Data to use.
- - - - -
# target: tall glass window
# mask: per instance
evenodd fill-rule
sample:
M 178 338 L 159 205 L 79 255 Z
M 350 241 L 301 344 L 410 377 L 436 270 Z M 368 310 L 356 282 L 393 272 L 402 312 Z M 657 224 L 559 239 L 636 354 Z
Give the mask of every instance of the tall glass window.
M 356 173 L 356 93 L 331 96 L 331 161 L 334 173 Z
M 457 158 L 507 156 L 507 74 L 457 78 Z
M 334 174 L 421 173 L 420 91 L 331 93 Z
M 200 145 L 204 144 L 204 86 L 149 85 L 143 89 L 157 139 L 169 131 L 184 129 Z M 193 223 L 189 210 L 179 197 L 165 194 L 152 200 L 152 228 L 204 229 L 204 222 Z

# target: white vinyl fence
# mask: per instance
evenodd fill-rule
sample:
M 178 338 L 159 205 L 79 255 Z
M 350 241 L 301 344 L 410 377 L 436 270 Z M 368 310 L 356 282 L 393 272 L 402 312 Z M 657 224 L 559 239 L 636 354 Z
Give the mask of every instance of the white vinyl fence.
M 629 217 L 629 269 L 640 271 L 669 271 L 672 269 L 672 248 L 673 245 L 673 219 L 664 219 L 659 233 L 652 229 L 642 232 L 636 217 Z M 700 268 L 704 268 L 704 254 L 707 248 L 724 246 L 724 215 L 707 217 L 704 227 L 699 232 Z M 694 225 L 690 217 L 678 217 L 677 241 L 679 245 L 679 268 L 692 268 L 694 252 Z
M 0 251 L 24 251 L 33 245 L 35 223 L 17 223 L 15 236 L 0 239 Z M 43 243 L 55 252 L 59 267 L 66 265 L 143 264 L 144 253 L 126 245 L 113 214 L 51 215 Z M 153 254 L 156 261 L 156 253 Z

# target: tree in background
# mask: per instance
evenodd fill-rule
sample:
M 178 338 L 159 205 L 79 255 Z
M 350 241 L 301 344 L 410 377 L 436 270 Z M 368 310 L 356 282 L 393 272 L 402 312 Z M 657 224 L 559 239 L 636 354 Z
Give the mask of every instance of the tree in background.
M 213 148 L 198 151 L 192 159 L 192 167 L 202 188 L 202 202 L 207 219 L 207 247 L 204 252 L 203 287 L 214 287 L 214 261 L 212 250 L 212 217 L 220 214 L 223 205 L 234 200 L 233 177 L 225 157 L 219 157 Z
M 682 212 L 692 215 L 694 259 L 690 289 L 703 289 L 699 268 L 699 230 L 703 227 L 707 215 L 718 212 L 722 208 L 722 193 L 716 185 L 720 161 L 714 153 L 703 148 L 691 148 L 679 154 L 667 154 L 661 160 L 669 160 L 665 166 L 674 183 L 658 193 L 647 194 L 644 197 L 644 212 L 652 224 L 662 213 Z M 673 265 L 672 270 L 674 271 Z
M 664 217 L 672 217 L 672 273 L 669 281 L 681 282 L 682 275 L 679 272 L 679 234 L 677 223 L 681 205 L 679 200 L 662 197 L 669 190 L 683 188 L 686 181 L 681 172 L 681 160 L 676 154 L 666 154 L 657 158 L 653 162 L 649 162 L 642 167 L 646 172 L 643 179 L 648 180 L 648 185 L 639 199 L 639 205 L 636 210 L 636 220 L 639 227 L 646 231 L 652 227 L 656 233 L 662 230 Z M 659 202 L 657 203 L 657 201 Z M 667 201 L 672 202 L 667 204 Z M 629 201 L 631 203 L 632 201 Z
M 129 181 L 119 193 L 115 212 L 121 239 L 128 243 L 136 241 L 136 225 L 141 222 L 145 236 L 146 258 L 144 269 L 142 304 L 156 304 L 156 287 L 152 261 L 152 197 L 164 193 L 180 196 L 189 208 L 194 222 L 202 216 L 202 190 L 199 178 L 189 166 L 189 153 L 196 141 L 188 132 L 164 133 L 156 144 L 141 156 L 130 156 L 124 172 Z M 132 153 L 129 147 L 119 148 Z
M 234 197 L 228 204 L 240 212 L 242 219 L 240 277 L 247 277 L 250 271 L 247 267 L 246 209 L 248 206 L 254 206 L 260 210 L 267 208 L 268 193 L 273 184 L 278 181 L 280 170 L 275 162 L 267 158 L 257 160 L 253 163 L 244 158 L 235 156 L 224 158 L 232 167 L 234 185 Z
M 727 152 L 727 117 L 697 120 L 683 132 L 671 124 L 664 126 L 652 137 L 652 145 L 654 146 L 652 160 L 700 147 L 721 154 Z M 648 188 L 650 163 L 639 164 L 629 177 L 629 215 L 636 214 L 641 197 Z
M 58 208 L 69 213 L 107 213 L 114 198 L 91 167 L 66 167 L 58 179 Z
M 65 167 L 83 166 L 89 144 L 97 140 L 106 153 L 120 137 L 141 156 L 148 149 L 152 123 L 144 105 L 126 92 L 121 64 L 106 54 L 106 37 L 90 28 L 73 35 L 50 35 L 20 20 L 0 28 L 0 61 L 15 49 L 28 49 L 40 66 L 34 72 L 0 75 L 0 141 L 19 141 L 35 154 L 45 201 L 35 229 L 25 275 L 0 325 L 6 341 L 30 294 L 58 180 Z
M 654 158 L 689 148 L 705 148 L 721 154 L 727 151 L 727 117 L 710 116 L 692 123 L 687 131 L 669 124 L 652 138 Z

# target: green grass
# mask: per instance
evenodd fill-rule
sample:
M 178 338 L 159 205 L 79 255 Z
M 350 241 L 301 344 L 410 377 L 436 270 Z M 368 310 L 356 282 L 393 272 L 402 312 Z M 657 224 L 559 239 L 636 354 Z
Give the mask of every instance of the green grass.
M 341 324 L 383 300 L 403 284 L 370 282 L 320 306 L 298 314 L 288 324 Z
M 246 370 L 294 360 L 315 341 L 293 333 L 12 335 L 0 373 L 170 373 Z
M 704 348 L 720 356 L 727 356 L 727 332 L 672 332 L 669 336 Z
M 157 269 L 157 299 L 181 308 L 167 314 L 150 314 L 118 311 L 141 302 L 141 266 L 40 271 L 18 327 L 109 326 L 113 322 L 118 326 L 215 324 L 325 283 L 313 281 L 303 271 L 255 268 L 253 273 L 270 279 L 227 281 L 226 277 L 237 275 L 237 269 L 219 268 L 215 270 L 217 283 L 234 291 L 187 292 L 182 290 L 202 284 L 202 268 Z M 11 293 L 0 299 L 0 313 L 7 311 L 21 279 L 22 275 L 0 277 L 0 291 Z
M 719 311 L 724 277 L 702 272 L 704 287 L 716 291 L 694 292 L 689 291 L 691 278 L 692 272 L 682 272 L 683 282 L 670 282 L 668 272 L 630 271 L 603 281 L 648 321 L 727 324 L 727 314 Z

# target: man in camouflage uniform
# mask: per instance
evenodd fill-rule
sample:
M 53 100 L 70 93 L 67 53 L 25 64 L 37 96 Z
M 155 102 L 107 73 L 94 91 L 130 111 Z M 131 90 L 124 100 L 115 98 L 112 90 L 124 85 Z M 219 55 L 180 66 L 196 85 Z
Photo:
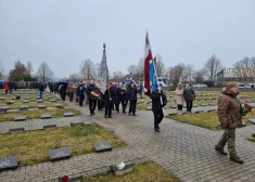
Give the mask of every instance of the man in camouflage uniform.
M 227 155 L 224 147 L 226 143 L 228 143 L 230 159 L 243 164 L 243 160 L 239 158 L 234 148 L 235 128 L 242 127 L 242 119 L 237 118 L 239 114 L 242 114 L 241 103 L 237 99 L 237 95 L 239 94 L 237 82 L 229 82 L 227 88 L 222 89 L 221 93 L 222 95 L 220 95 L 218 100 L 217 113 L 220 126 L 225 129 L 225 132 L 218 144 L 215 146 L 215 150 L 222 155 Z

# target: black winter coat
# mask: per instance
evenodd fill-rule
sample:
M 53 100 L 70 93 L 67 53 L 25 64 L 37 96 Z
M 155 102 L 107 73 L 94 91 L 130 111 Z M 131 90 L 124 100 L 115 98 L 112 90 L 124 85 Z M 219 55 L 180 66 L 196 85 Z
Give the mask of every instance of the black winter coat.
M 160 96 L 162 96 L 163 104 L 161 103 Z M 152 110 L 153 112 L 162 110 L 162 107 L 164 107 L 166 104 L 167 104 L 166 94 L 163 91 L 158 93 L 158 90 L 156 89 L 155 91 L 152 92 Z
M 128 91 L 127 91 L 127 98 L 129 101 L 135 101 L 137 100 L 137 93 L 139 93 L 137 87 L 135 86 L 133 88 L 128 88 Z

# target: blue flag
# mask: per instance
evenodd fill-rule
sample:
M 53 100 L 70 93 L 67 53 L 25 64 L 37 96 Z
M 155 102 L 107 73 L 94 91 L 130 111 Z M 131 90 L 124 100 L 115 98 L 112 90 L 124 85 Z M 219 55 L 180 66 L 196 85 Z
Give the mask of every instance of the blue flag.
M 156 56 L 150 64 L 150 83 L 152 87 L 152 92 L 156 90 L 157 77 L 156 77 L 156 65 L 155 65 Z

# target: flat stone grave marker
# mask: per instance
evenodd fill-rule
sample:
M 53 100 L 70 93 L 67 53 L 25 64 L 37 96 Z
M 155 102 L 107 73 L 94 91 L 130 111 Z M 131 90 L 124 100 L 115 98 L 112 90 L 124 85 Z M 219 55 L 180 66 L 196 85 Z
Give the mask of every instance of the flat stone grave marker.
M 39 109 L 46 109 L 46 105 L 38 105 Z
M 7 104 L 14 104 L 14 101 L 8 101 Z
M 175 116 L 175 115 L 178 115 L 178 113 L 169 113 L 168 115 L 169 116 Z
M 56 125 L 46 125 L 43 126 L 43 130 L 53 130 L 56 129 Z
M 84 122 L 71 122 L 71 127 L 82 126 Z
M 112 151 L 112 145 L 109 141 L 93 143 L 93 146 L 97 153 Z
M 204 110 L 196 110 L 195 114 L 204 113 Z
M 50 115 L 50 114 L 41 115 L 41 119 L 49 119 L 49 118 L 51 118 L 51 115 Z
M 64 113 L 64 117 L 72 117 L 74 116 L 74 113 Z
M 0 112 L 3 112 L 3 113 L 8 113 L 8 109 L 9 109 L 8 106 L 0 107 Z
M 62 106 L 62 104 L 55 104 L 55 107 L 56 108 L 62 108 L 63 106 Z
M 213 112 L 216 112 L 216 109 L 208 109 L 207 112 L 208 113 L 213 113 Z
M 152 107 L 146 107 L 146 110 L 152 110 Z
M 24 128 L 12 128 L 12 129 L 9 129 L 9 132 L 10 133 L 20 133 L 20 132 L 24 132 Z
M 21 106 L 20 110 L 28 110 L 28 106 Z
M 0 158 L 0 171 L 4 169 L 17 168 L 17 156 L 8 156 Z
M 26 120 L 26 116 L 16 116 L 14 118 L 15 121 L 23 121 L 23 120 Z
M 251 122 L 251 123 L 253 123 L 253 125 L 255 125 L 255 119 L 248 119 L 248 121 Z
M 71 151 L 68 147 L 61 147 L 50 151 L 50 160 L 61 160 L 71 157 Z
M 43 101 L 42 100 L 37 100 L 37 103 L 43 103 Z

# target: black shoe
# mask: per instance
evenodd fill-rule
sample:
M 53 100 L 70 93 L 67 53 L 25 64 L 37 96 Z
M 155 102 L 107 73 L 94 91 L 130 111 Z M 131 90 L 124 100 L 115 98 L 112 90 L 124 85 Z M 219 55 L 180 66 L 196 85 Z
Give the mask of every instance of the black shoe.
M 230 160 L 233 160 L 238 164 L 243 164 L 243 160 L 241 160 L 238 156 L 237 157 L 230 157 Z
M 156 132 L 161 132 L 158 128 L 155 128 L 155 131 L 156 131 Z
M 219 152 L 222 155 L 228 155 L 228 153 L 224 152 L 224 148 L 217 148 L 215 147 L 215 151 Z

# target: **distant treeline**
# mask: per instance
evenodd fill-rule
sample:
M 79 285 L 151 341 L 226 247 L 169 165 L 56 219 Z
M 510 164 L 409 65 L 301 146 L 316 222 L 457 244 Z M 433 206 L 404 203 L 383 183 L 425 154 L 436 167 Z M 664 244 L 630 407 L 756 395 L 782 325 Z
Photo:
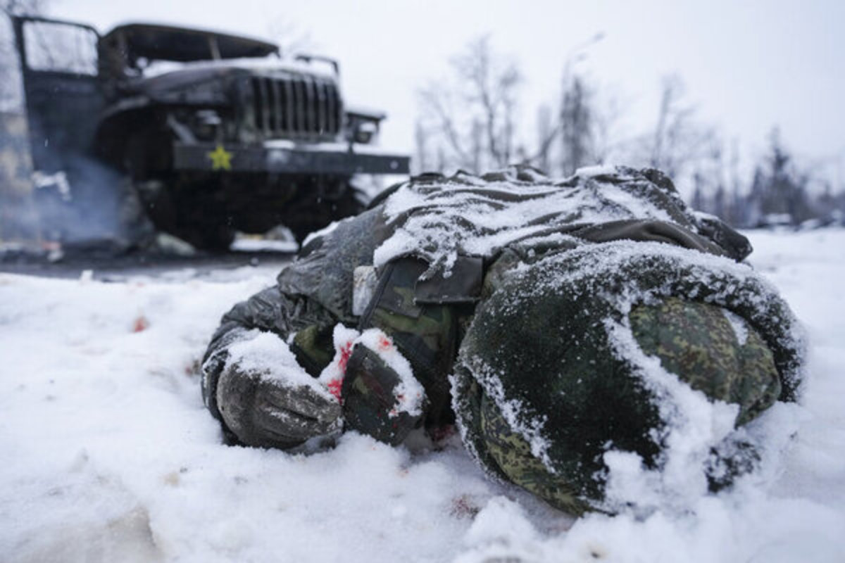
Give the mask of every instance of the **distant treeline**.
M 766 154 L 751 168 L 740 166 L 738 142 L 727 143 L 699 119 L 678 76 L 661 84 L 653 125 L 625 131 L 620 98 L 577 71 L 601 39 L 597 35 L 571 51 L 561 90 L 537 109 L 533 134 L 521 109 L 519 66 L 488 36 L 471 42 L 451 59 L 447 75 L 419 90 L 415 171 L 477 173 L 521 162 L 565 176 L 596 164 L 649 166 L 673 178 L 695 208 L 737 227 L 842 222 L 845 154 L 828 160 L 840 160 L 834 186 L 829 170 L 790 154 L 776 127 Z

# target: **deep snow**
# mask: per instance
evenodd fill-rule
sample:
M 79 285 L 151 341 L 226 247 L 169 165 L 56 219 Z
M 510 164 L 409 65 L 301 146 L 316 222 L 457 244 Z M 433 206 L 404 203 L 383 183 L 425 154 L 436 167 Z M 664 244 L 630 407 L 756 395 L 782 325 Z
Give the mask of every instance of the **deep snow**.
M 845 230 L 749 233 L 806 326 L 794 428 L 682 511 L 580 520 L 488 480 L 454 439 L 227 447 L 198 363 L 269 268 L 102 283 L 0 274 L 0 553 L 8 560 L 845 560 Z M 777 448 L 776 448 L 777 449 Z M 620 464 L 624 459 L 618 460 Z

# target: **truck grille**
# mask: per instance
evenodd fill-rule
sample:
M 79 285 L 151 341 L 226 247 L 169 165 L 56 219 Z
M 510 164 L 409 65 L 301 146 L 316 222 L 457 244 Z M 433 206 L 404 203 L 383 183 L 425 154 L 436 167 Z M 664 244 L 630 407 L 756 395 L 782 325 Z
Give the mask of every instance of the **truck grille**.
M 335 83 L 318 77 L 253 77 L 255 127 L 264 138 L 328 140 L 341 127 L 341 102 Z

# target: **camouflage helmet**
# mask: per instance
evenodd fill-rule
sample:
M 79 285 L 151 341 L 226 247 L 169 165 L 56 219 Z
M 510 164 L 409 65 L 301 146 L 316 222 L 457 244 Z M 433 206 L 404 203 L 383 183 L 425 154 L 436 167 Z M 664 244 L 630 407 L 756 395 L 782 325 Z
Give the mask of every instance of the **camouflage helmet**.
M 467 330 L 453 406 L 465 443 L 488 473 L 559 508 L 607 509 L 610 449 L 660 468 L 668 421 L 664 390 L 648 376 L 655 357 L 676 382 L 739 405 L 737 425 L 795 398 L 797 323 L 747 266 L 618 241 L 515 272 L 496 273 L 497 287 Z M 733 461 L 722 465 L 742 465 Z

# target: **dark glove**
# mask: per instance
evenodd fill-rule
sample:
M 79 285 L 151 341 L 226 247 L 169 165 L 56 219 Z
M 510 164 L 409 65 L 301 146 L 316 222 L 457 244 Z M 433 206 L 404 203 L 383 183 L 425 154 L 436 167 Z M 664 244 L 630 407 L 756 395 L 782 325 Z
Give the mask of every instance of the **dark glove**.
M 341 405 L 316 390 L 232 364 L 217 382 L 217 407 L 248 446 L 287 449 L 341 430 Z

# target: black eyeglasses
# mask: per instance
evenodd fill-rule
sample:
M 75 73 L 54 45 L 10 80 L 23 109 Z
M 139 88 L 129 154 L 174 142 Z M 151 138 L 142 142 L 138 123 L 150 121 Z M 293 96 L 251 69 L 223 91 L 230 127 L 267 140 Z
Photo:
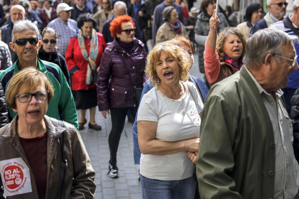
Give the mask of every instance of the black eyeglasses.
M 50 42 L 52 44 L 56 44 L 57 42 L 57 41 L 54 39 L 51 39 L 51 40 L 49 40 L 48 39 L 43 39 L 42 42 L 45 44 L 47 44 L 48 42 Z
M 286 7 L 288 5 L 288 4 L 289 4 L 288 3 L 287 3 L 286 2 L 285 2 L 284 3 L 278 3 L 277 4 L 271 4 L 270 5 L 277 5 L 278 6 L 279 6 L 280 7 L 282 7 L 282 5 L 284 5 L 286 6 Z
M 21 38 L 18 39 L 13 43 L 15 43 L 18 46 L 24 46 L 27 43 L 27 41 L 29 41 L 31 45 L 35 45 L 38 43 L 38 39 L 36 37 Z
M 121 32 L 124 32 L 126 33 L 126 34 L 127 35 L 129 35 L 131 32 L 133 31 L 133 32 L 135 33 L 136 32 L 136 28 L 134 28 L 132 29 L 126 29 L 126 30 L 122 30 Z
M 35 93 L 23 93 L 15 96 L 18 97 L 19 101 L 22 103 L 25 103 L 31 101 L 32 96 L 34 96 L 38 101 L 42 101 L 48 99 L 49 92 L 36 92 Z

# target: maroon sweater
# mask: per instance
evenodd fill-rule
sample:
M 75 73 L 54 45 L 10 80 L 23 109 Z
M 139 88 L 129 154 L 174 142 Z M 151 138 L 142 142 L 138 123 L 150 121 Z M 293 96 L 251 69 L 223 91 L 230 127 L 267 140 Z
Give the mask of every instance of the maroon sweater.
M 47 188 L 47 145 L 48 134 L 39 137 L 20 140 L 33 172 L 39 198 L 44 199 Z

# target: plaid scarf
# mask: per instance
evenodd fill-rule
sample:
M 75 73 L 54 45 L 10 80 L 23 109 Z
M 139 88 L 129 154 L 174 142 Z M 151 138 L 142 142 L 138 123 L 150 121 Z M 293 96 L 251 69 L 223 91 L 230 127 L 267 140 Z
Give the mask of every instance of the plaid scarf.
M 78 34 L 78 41 L 79 43 L 80 49 L 84 59 L 88 61 L 87 71 L 86 74 L 86 84 L 87 85 L 90 84 L 92 81 L 93 81 L 94 83 L 97 81 L 96 79 L 92 79 L 91 70 L 94 70 L 97 69 L 95 62 L 99 51 L 99 41 L 98 39 L 97 32 L 95 30 L 93 29 L 92 30 L 92 34 L 90 40 L 90 48 L 89 56 L 88 53 L 85 47 L 84 36 L 82 31 L 80 30 Z
M 223 60 L 234 68 L 236 71 L 239 71 L 243 65 L 243 58 L 239 58 L 237 62 L 225 54 L 223 56 Z

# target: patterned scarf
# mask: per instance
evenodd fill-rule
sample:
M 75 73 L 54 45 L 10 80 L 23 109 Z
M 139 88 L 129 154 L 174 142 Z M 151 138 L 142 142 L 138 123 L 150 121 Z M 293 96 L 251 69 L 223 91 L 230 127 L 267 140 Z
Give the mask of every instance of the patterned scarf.
M 92 73 L 91 71 L 92 69 L 93 70 L 97 69 L 95 62 L 99 51 L 99 41 L 97 35 L 97 32 L 94 29 L 92 30 L 92 34 L 90 40 L 89 56 L 88 56 L 87 51 L 85 47 L 83 33 L 81 30 L 78 34 L 78 41 L 79 42 L 79 46 L 81 50 L 82 54 L 83 55 L 83 57 L 88 61 L 87 71 L 86 74 L 86 84 L 89 85 L 90 84 L 92 81 L 93 81 L 94 83 L 97 81 L 96 79 L 92 79 Z
M 243 65 L 242 58 L 239 59 L 239 61 L 237 62 L 225 54 L 223 56 L 223 60 L 234 68 L 236 71 L 239 70 L 242 65 Z
M 180 22 L 180 20 L 178 19 L 178 21 L 173 25 L 171 24 L 168 22 L 166 22 L 166 23 L 170 26 L 171 28 L 171 30 L 175 32 L 176 34 L 178 35 L 181 34 L 181 32 L 182 31 L 182 27 L 181 25 L 181 23 Z

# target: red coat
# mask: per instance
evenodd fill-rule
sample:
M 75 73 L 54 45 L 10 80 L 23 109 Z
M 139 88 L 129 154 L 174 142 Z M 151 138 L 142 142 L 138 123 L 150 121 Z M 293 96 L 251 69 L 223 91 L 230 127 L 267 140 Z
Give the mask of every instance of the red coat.
M 97 33 L 97 34 L 99 41 L 99 52 L 96 61 L 96 64 L 97 67 L 100 65 L 102 55 L 106 45 L 103 35 L 98 32 Z M 85 38 L 84 40 L 86 49 L 89 55 L 90 39 Z M 71 76 L 72 88 L 73 90 L 88 90 L 89 88 L 95 87 L 92 82 L 89 85 L 86 84 L 86 74 L 88 62 L 83 57 L 79 47 L 77 36 L 71 38 L 65 53 L 65 60 Z
M 52 11 L 51 12 L 51 19 L 49 19 L 44 9 L 43 9 L 40 11 L 39 17 L 39 18 L 42 22 L 42 28 L 44 28 L 47 27 L 47 25 L 49 22 L 57 18 L 56 10 L 55 8 L 52 8 Z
- - - - -
Given problem. Begin at the line containing "# target: patterned scarf" and reproduce each line through the end of the records above.

Written solution.
# target: patterned scarf
# mask: per instance
evenodd fill-rule
sample:
M 75 73 L 54 45 L 10 80 L 23 109 Z
M 139 88 L 129 154 L 174 142 Z M 151 138 L 142 142 L 138 123 L 150 121 Z M 293 96 L 251 69 L 223 91 L 230 127 L 267 140 Z
Give the mask of every instance of the patterned scarf.
M 92 73 L 91 71 L 92 69 L 93 70 L 97 69 L 95 62 L 99 51 L 99 41 L 97 35 L 97 32 L 94 29 L 92 30 L 92 34 L 90 40 L 89 56 L 88 56 L 87 51 L 85 47 L 83 33 L 81 30 L 78 34 L 78 41 L 79 42 L 79 46 L 81 50 L 82 54 L 83 55 L 83 57 L 88 61 L 87 71 L 86 74 L 86 84 L 89 85 L 90 84 L 92 81 L 93 81 L 94 83 L 97 81 L 96 79 L 92 79 Z
M 243 65 L 242 58 L 239 59 L 239 61 L 237 62 L 225 54 L 223 56 L 223 60 L 234 68 L 236 71 L 239 70 L 242 65 Z
M 180 22 L 180 20 L 178 19 L 178 21 L 173 25 L 171 24 L 168 22 L 166 22 L 166 23 L 170 26 L 171 28 L 171 30 L 175 32 L 176 34 L 178 35 L 181 34 L 181 32 L 182 31 L 182 27 L 181 25 L 181 23 Z

# target: red coat
# mask: per instance
evenodd fill-rule
sample:
M 75 73 L 54 45 L 10 80 L 23 109 Z
M 139 88 L 129 154 L 174 142 Z M 151 138 L 142 142 L 138 123 L 150 121 Z M 293 96 L 251 69 L 223 91 L 230 127 L 267 140 Z
Give the mask of every instance of the red coat.
M 97 33 L 97 34 L 99 41 L 99 52 L 96 61 L 96 64 L 97 67 L 100 65 L 102 55 L 106 45 L 103 35 L 98 32 Z M 85 38 L 84 40 L 86 49 L 89 55 L 90 39 Z M 71 76 L 72 88 L 73 90 L 88 90 L 89 88 L 95 87 L 92 82 L 89 85 L 86 84 L 86 74 L 88 62 L 83 57 L 79 47 L 77 36 L 71 38 L 65 53 L 65 60 Z
M 52 11 L 51 12 L 51 19 L 49 19 L 44 9 L 43 9 L 40 11 L 39 17 L 39 18 L 42 22 L 42 28 L 44 28 L 47 27 L 47 25 L 49 22 L 57 18 L 56 10 L 55 8 L 52 8 Z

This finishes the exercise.